What needs to be done: A faithful copy without images is required: write out all the records exactly.
*-*-*
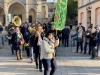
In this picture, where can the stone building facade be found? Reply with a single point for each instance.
(28, 10)
(51, 10)
(89, 12)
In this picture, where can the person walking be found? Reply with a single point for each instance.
(80, 25)
(98, 43)
(31, 43)
(11, 31)
(47, 54)
(79, 39)
(93, 42)
(87, 39)
(66, 32)
(37, 47)
(17, 41)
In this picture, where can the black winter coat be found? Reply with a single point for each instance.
(93, 39)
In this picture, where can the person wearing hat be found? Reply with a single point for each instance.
(80, 25)
(87, 39)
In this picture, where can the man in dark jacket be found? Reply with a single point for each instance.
(87, 39)
(1, 28)
(93, 42)
(66, 32)
(80, 25)
(11, 31)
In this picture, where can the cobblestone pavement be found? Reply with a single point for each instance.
(69, 63)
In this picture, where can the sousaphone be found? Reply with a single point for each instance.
(16, 21)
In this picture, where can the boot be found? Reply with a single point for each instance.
(21, 56)
(18, 57)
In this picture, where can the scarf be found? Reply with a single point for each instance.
(39, 39)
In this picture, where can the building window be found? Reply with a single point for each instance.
(82, 2)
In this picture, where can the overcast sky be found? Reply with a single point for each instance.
(51, 0)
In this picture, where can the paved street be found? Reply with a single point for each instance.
(69, 63)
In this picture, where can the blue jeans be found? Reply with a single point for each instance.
(31, 53)
(47, 63)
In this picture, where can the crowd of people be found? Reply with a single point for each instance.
(40, 42)
(90, 38)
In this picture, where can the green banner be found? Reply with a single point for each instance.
(60, 14)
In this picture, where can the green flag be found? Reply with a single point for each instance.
(60, 14)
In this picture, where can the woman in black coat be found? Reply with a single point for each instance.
(93, 42)
(17, 41)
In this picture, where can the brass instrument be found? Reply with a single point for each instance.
(16, 21)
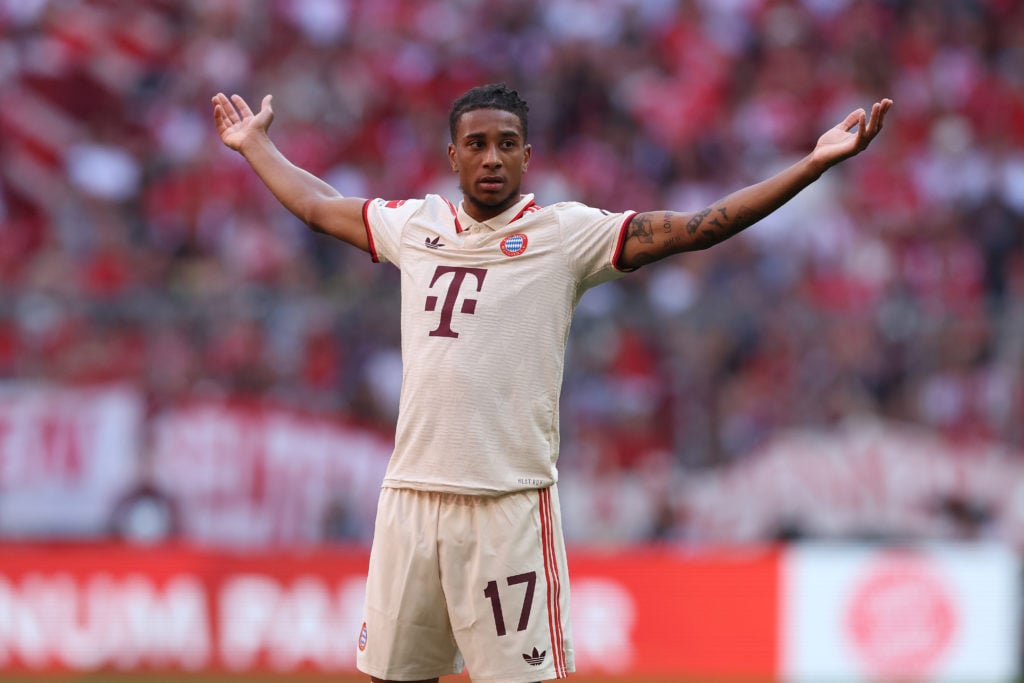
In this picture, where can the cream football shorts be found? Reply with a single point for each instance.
(467, 580)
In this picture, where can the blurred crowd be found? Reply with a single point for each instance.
(133, 246)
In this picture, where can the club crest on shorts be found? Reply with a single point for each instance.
(514, 245)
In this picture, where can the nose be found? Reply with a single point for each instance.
(491, 158)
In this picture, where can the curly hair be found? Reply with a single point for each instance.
(491, 96)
*-*-*
Exercise solution:
In this picture, where can the stone building facade be found? Reply with a single point for each instance.
(28, 10)
(51, 10)
(89, 12)
In this picture, where can the person walking be found? Reply with a single point for each instance.
(80, 25)
(98, 43)
(31, 43)
(11, 31)
(47, 54)
(79, 39)
(93, 42)
(87, 39)
(66, 32)
(37, 47)
(17, 41)
In this picture, where can the black winter coat be found? Reply with a single point for each instance.
(93, 39)
In this picture, where can the person wearing hat be found? Reply with a single point for each instance.
(80, 25)
(87, 39)
In this picture, where can the man in dark jacket be found? Reply with a single point for each instance.
(87, 39)
(1, 28)
(93, 42)
(66, 32)
(80, 25)
(11, 31)
In this picture, where can the cobblestone pavement be found? Reply with a single point for each instance.
(69, 63)
In this picture, where can the sousaphone be found? Reply with a single point for each instance.
(16, 21)
In this picture, where can the boot be found? Reply with a single point for each instance.
(21, 56)
(18, 57)
In this picture, where can the scarf be found? Reply with a single point for each instance.
(39, 39)
In this picture, where can the building window be found? Reply with a single point for each instance.
(82, 2)
In this picture, where can the overcast sky be found? Reply with a single point for each instance.
(51, 0)
In this picture, where can the paved street be found? Reply with a single point for each instance.
(69, 63)
In this picture, where can the blue jeans be found? Reply with a single point for each instance.
(31, 53)
(47, 63)
In this picture, where can the crowd of people be found? Reply with a single point for each instance.
(40, 42)
(90, 38)
In this picture, where can the green banner be found? Reply with a single point for each instance.
(60, 14)
In this picture, where can the green flag be found? Reply with a single point for each instance.
(60, 14)
In this picture, where can the woman in black coat be found? Reply with a single point for each instance.
(93, 42)
(17, 41)
In this picture, where can the brass instrument be found? Reply with a single point for each instance.
(16, 21)
In this picture, where can the cream football shorts be found? Reply with a single point for each instance.
(467, 580)
In this picture, where can the blurred crowd be found? Reply with a single point for each instance.
(133, 246)
In this picture, where can the club crest on shorts be found? Reply with a single point for each instance.
(514, 245)
In this picture, where can the nose be found? Reply with a single point for each instance.
(491, 158)
In this picture, where can the curly hair be found? Reply with a single point for each instance.
(491, 96)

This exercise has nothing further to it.